What you will do | Please quote every one of the records below word for word.

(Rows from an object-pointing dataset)
§ §
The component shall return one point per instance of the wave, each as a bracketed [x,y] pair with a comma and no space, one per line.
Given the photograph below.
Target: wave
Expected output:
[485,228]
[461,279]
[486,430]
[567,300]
§ §
Worked answer |
The component shall return one point per instance of the wave, each as a bracketed [x,y] pair with a comma and no space, one per line.
Given the photograph below.
Target: wave
Expected output:
[485,228]
[461,279]
[486,430]
[567,300]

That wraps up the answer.